What you will do> Render the records starting at the line that contains "the white floor" and ending at the line that contains "[(49, 177)]", both included, as a Markdown table with the columns Row and Record line. Leave out any blank lines.

Data to process>
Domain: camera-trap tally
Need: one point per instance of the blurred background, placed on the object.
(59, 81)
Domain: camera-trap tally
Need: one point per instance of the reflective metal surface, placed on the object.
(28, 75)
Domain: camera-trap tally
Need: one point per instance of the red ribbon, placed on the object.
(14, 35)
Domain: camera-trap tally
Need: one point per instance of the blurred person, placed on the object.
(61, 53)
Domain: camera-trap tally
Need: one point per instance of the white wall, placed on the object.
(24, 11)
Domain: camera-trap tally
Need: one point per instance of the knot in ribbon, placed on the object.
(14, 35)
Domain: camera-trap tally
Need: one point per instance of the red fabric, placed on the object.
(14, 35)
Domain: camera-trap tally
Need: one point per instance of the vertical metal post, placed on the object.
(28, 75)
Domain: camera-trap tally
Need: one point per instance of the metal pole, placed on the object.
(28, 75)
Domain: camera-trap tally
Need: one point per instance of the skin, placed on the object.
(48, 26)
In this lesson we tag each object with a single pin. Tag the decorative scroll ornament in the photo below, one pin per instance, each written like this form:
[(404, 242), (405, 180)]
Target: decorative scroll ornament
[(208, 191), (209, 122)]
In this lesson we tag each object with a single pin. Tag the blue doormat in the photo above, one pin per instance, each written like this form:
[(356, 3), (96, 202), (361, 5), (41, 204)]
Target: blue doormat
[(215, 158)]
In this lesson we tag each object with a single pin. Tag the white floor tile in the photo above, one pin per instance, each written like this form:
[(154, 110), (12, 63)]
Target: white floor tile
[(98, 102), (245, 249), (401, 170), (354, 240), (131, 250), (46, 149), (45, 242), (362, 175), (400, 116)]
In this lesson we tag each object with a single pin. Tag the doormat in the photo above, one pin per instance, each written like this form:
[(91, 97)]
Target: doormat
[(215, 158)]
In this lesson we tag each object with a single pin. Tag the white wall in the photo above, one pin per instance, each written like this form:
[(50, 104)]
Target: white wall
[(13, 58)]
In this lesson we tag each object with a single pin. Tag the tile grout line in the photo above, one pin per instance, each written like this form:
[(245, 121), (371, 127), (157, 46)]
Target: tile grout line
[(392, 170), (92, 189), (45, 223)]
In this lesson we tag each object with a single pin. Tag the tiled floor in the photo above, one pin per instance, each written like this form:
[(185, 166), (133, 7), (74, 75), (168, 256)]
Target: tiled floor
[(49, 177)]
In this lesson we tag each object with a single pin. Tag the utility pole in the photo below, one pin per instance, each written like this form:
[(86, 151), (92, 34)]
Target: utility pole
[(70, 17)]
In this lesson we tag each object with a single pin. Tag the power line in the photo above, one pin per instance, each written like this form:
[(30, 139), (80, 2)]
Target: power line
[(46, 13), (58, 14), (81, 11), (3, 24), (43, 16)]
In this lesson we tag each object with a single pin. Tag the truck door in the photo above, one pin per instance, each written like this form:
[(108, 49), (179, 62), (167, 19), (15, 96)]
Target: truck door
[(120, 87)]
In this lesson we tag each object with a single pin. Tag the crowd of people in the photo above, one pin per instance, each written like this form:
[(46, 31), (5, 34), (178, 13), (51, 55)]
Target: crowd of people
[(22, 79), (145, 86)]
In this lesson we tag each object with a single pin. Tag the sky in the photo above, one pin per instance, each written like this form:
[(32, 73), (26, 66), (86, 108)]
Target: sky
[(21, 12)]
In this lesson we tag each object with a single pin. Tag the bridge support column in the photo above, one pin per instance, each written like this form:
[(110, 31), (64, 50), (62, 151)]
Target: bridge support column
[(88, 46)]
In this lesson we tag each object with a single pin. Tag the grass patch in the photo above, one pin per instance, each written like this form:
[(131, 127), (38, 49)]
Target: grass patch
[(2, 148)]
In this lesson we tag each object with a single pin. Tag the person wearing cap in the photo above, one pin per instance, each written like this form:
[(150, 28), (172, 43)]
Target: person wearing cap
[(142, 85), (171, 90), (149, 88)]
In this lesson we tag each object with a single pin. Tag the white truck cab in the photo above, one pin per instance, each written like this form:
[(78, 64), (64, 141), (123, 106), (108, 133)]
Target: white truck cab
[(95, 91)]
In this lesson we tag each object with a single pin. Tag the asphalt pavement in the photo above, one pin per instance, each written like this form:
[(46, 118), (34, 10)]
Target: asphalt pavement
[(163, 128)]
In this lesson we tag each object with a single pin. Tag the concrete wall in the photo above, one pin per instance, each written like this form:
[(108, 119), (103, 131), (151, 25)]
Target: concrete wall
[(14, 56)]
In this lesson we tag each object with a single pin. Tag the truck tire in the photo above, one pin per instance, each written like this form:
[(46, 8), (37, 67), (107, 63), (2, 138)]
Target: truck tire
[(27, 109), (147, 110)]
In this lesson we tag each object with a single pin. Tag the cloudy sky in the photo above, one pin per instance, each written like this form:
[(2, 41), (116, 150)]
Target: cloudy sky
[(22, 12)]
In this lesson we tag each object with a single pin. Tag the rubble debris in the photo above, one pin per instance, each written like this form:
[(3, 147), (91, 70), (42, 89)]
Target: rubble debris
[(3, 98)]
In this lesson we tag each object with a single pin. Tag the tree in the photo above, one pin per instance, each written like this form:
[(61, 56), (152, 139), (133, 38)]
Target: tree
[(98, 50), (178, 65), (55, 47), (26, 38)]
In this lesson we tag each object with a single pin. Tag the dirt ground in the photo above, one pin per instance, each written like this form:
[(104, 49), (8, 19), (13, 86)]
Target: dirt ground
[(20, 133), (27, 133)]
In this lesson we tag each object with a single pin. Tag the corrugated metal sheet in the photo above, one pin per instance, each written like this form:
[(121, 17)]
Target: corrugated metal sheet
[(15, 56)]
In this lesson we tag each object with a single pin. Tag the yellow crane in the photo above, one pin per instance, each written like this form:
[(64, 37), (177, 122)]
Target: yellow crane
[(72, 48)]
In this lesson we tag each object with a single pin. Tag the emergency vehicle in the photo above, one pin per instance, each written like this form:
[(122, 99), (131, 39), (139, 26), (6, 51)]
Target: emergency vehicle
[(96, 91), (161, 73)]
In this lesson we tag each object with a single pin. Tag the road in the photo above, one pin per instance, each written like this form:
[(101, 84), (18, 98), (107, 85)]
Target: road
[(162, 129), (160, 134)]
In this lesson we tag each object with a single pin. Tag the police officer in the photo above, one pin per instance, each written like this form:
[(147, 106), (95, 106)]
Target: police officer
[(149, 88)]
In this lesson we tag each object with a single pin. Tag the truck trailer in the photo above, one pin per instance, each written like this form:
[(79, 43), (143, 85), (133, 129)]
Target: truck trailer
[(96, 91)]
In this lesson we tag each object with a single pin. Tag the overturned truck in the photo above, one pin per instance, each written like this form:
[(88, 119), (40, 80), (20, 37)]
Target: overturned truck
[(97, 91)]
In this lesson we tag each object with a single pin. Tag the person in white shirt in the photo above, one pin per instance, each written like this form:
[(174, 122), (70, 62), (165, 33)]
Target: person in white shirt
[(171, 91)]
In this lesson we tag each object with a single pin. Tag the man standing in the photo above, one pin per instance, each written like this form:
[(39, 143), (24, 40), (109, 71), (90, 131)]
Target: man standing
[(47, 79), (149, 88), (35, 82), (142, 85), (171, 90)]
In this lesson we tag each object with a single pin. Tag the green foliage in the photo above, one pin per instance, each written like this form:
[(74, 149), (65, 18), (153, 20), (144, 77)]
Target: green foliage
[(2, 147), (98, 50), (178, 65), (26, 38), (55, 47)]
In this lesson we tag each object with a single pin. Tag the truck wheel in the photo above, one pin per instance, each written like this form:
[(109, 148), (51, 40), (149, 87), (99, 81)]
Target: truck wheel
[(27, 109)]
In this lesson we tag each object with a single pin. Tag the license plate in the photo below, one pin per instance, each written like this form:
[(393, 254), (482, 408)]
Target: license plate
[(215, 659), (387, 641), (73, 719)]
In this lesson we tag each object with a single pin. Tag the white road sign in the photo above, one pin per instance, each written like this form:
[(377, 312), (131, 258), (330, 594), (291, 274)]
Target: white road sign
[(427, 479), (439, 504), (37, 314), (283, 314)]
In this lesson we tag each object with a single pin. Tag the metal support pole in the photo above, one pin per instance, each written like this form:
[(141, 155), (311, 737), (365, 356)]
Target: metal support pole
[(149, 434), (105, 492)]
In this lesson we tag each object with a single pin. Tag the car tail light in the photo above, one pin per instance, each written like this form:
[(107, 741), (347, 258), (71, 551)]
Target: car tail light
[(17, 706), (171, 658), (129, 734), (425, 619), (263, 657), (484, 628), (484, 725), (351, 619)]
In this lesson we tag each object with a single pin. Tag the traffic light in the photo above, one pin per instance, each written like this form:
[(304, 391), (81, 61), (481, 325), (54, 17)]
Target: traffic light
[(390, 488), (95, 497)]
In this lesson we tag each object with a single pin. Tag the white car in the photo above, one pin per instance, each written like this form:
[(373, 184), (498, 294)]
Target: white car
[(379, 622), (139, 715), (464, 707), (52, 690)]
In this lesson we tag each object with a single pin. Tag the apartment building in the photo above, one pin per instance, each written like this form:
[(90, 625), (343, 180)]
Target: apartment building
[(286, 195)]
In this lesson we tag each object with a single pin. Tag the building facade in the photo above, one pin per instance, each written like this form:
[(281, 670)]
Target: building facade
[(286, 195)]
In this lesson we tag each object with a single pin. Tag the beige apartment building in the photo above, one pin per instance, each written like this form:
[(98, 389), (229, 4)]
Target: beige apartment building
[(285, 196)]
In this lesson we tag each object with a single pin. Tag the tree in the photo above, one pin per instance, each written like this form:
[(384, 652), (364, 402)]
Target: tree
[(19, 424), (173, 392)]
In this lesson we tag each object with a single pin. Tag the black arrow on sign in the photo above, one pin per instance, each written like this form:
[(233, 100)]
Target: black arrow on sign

Answer for this exercise>
| Row | Record line |
|---|---|
| 1 | In this lesson we tag each object with a single pin. Tag the white floor tile in the photo above, one pin per instance, each written like this form: |
| 2 | [(154, 110), (12, 63)] |
| 3 | Target: white floor tile |
| 4 | [(98, 102), (245, 249), (401, 170), (354, 240), (131, 250), (46, 149), (45, 242), (362, 175), (400, 116)] |
| 5 | In this lesson we tag each object with a single pin. Tag the doormat in the photo above, one pin per instance, each written like this form: |
| 6 | [(91, 97)] |
| 7 | Target: doormat |
| 8 | [(215, 158)] |
| 9 | In this lesson we tag each object with a single pin. Tag the white wall in the photo above, one pin per instance, each written like this form: |
| 10 | [(50, 104)] |
| 11 | Target: white wall |
| 12 | [(13, 58)] |
| 13 | In this lesson we tag each object with a single pin. Tag the tile grout line in the photo above, one pin per instance, each written like this form: |
| 14 | [(245, 121), (371, 127), (157, 46)] |
| 15 | Target: tile grout line |
| 16 | [(392, 170), (92, 189), (45, 223)] |
| 17 | In this lesson we tag each object with a single pin. Tag the tiled floor in the photo above, one pin per instance, each written like this form: |
| 18 | [(185, 166), (133, 7), (74, 75), (168, 256)] |
| 19 | Target: tiled floor |
| 20 | [(49, 177)] |